## Required task
Reproduce the items below, changing every instance of "localize it precisely" to "mark its exact location" and keeping all other text the same. Omit the pictures from your version.

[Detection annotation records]
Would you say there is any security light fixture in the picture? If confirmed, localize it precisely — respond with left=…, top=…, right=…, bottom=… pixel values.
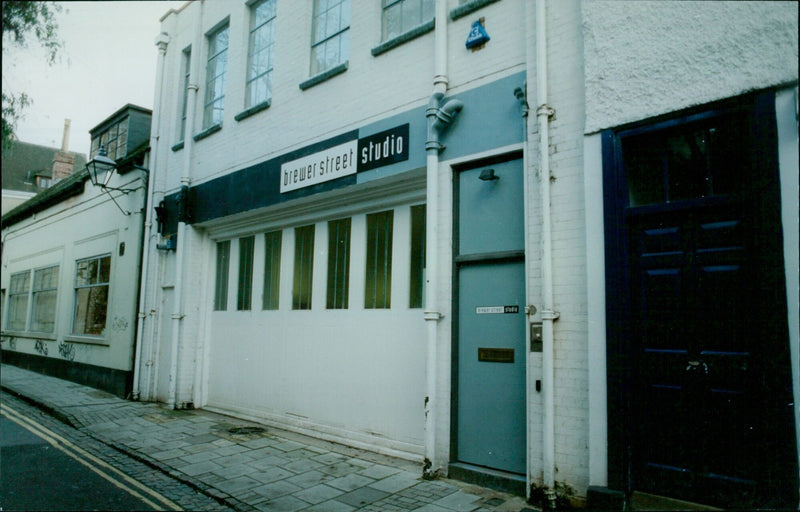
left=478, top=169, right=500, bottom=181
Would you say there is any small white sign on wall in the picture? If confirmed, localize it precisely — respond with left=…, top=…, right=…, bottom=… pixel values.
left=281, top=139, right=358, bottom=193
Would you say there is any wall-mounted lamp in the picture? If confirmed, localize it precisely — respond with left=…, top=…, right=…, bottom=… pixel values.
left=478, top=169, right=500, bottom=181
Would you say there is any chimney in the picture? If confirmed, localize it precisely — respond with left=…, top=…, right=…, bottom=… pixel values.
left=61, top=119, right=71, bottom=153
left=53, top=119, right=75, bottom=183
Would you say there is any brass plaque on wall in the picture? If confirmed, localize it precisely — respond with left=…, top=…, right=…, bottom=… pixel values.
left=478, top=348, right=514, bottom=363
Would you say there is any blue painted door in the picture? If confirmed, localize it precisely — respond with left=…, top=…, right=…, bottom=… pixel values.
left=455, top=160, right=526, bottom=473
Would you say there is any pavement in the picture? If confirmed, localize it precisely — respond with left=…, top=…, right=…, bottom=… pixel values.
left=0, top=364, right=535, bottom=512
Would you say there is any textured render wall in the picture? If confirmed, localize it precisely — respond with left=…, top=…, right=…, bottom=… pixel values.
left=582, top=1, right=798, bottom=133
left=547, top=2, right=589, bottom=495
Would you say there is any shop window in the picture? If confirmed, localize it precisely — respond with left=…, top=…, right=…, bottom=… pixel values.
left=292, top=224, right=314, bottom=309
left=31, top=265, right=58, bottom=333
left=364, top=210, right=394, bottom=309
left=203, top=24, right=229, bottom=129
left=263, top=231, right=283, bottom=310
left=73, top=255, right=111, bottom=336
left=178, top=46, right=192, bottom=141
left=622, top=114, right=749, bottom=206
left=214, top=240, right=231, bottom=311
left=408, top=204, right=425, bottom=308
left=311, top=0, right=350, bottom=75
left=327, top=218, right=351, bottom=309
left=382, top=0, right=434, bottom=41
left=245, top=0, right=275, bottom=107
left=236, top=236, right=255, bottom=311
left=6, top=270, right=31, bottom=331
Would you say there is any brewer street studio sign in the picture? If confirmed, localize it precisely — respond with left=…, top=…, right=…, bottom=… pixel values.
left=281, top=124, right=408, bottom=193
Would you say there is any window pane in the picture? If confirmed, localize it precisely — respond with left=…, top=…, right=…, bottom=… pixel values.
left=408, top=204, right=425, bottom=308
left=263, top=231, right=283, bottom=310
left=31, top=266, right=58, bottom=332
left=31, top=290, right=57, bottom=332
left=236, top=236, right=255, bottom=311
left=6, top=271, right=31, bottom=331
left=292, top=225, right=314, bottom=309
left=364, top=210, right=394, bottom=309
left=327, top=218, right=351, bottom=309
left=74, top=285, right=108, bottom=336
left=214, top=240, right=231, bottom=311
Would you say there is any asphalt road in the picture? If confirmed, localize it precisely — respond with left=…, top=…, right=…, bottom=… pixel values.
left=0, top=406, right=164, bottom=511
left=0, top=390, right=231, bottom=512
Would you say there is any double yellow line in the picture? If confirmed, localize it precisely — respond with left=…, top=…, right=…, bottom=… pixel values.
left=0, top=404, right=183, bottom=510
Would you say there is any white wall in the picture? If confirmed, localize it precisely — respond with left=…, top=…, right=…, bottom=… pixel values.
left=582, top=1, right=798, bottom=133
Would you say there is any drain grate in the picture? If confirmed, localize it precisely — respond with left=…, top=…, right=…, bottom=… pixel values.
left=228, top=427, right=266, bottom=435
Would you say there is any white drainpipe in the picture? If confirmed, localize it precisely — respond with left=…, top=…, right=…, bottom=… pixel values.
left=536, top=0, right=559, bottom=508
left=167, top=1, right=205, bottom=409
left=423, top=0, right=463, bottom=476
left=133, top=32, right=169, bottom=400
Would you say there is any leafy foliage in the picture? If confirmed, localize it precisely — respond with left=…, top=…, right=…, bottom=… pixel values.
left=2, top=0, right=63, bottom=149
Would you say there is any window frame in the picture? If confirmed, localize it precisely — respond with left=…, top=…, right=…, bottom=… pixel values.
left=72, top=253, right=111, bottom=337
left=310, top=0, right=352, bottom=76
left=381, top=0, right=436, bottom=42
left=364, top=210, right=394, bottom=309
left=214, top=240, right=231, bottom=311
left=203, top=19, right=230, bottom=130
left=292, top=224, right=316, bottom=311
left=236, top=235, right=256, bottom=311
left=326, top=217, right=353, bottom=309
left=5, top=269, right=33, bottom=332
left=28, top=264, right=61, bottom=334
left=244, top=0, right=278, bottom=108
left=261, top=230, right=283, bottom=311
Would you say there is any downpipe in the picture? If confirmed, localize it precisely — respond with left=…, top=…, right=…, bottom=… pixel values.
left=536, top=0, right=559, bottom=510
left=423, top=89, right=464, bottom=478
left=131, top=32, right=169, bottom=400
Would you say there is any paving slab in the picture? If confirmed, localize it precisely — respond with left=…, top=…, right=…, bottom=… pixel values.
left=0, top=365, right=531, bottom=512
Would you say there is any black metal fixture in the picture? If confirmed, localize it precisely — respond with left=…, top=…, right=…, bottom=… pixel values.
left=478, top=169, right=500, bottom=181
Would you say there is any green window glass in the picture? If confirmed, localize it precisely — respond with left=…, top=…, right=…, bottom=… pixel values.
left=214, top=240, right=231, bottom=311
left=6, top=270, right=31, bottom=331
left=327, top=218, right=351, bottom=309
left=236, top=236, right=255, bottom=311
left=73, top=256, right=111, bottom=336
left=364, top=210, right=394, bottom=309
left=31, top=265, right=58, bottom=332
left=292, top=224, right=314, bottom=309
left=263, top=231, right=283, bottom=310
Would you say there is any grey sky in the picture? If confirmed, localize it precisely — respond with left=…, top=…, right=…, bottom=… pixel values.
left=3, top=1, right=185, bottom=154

## Result of the exercise
Would you say there is any security light fixture in the picture? If confirmed, mark its exact location — respond with left=…, top=…, right=…, bottom=… pixel values.
left=478, top=169, right=500, bottom=181
Would you say there is any small white sign on wall in the picture? If confirmed, mark its exact location — respond with left=…, top=…, right=…, bottom=… pixel values.
left=281, top=139, right=358, bottom=193
Would you say there is any wall-mounted lamp in the picture? If confirmed, mark its exact location — respond with left=…, top=…, right=…, bottom=… pixel values.
left=478, top=169, right=500, bottom=181
Would you say there is any chimney in the picture? If confirmed, mark its exact location — respond with left=…, top=…, right=…, bottom=… pixel values.
left=61, top=119, right=71, bottom=153
left=53, top=119, right=75, bottom=183
Would you say there is any brass plaque on wall in the picture? If confirmed, mark its exact location — respond with left=…, top=…, right=…, bottom=… pixel values.
left=478, top=348, right=514, bottom=363
Would you say there is any blue painted door in the picture? If confirmed, mark its exact location — respond with left=…, top=…, right=…, bottom=… pixel values.
left=455, top=160, right=526, bottom=473
Would you say there is any pavement in the picture? If confirmed, mark its exact location — respond with left=…, top=…, right=…, bottom=… pixel values.
left=0, top=364, right=535, bottom=512
Would you say there is any textured render wall in the picture? If confirmed, mark its exact location — respond with left=…, top=…, right=…, bottom=… pixel values.
left=582, top=1, right=798, bottom=133
left=547, top=2, right=589, bottom=495
Would you say there is any shop window in the picture? If confirmed, mark its exact location — respond with left=…, top=…, right=…, bottom=… pixel values.
left=292, top=224, right=314, bottom=309
left=31, top=265, right=58, bottom=333
left=364, top=210, right=394, bottom=309
left=203, top=24, right=229, bottom=129
left=263, top=231, right=283, bottom=310
left=73, top=255, right=111, bottom=336
left=178, top=46, right=192, bottom=141
left=622, top=114, right=749, bottom=206
left=214, top=240, right=231, bottom=311
left=408, top=204, right=425, bottom=308
left=311, top=0, right=350, bottom=75
left=327, top=218, right=351, bottom=309
left=382, top=0, right=434, bottom=41
left=245, top=0, right=275, bottom=107
left=236, top=236, right=255, bottom=311
left=6, top=270, right=31, bottom=331
Would you say there is any brewer street studio sign in the picture? If confirmed, mark its exact location — respond with left=…, top=…, right=…, bottom=… pixel values.
left=281, top=124, right=408, bottom=193
Would you say there is any window pane in the picture? If confirmed, mark its exact location — respond with left=…, top=…, right=…, bottom=… pixel values.
left=408, top=204, right=425, bottom=308
left=263, top=231, right=283, bottom=310
left=31, top=266, right=58, bottom=332
left=31, top=290, right=57, bottom=332
left=236, top=236, right=255, bottom=311
left=6, top=271, right=31, bottom=331
left=292, top=225, right=314, bottom=309
left=364, top=210, right=394, bottom=309
left=327, top=218, right=351, bottom=309
left=74, top=285, right=108, bottom=336
left=214, top=240, right=231, bottom=311
Would you say there is any asphalt road in the picture? If confirmed, mark its exact location — respond with left=…, top=…, right=…, bottom=… pixel values.
left=0, top=406, right=164, bottom=511
left=0, top=390, right=231, bottom=512
Would you say there is any double yellow line in the picture? If confirmed, mark its exact location — respond with left=…, top=…, right=…, bottom=… pixel values.
left=0, top=404, right=183, bottom=510
Would you say there is any white wall in the picture? If confirmed, mark its exact location — respond with left=…, top=…, right=…, bottom=… pixel values.
left=582, top=1, right=798, bottom=133
Would you say there is any drain grate in the picture? If confirmed, mark its exact location — respond with left=…, top=…, right=…, bottom=… pixel values.
left=228, top=427, right=266, bottom=435
Would you say there is any white drainpipe in the picture? If confirmed, mark its exact location — respond with left=…, top=…, right=…, bottom=… pixel values.
left=536, top=0, right=559, bottom=508
left=167, top=1, right=205, bottom=409
left=423, top=0, right=463, bottom=476
left=133, top=32, right=169, bottom=400
Would you say there is any leafy foliage in the picture? If confirmed, mark its exact location — respond with left=…, top=…, right=…, bottom=… pixel values.
left=2, top=0, right=63, bottom=149
Would you say there is any window frame in the picture? If confirmed, mark its exact location — respond with left=…, top=…, right=…, bottom=… pixel values.
left=72, top=253, right=111, bottom=337
left=310, top=0, right=352, bottom=76
left=381, top=0, right=436, bottom=42
left=364, top=210, right=394, bottom=309
left=214, top=240, right=231, bottom=311
left=203, top=19, right=230, bottom=130
left=292, top=224, right=316, bottom=311
left=236, top=235, right=256, bottom=311
left=326, top=217, right=353, bottom=309
left=5, top=269, right=33, bottom=332
left=28, top=264, right=61, bottom=334
left=244, top=0, right=278, bottom=108
left=261, top=230, right=283, bottom=311
Would you say there is any downpipe in the picture? If confirmed, mark its exact location — respond with left=…, top=…, right=…, bottom=… pixel values.
left=536, top=0, right=559, bottom=510
left=423, top=89, right=464, bottom=478
left=131, top=32, right=169, bottom=400
Would you say there is any paving slab in the picture? If confirmed, mark its exact location — respond with left=…, top=…, right=…, bottom=… pixel values.
left=0, top=365, right=531, bottom=512
Would you say there is any black metal fixture in the picture? If confirmed, mark its exact location — respond with left=…, top=…, right=…, bottom=… pixel values.
left=478, top=169, right=500, bottom=181
Would you say there is any green window glass in the picture? If confirmed, mark its exact location — respond with left=…, top=…, right=…, bottom=… pixel values.
left=214, top=240, right=231, bottom=311
left=6, top=270, right=31, bottom=331
left=327, top=218, right=351, bottom=309
left=236, top=236, right=255, bottom=311
left=73, top=256, right=111, bottom=336
left=364, top=210, right=394, bottom=309
left=31, top=265, right=58, bottom=332
left=292, top=224, right=314, bottom=309
left=263, top=231, right=283, bottom=310
Would you say there is any grey sky in the picture? If confirmed, mark its exact location — respond with left=…, top=…, right=…, bottom=… pixel values.
left=3, top=1, right=185, bottom=154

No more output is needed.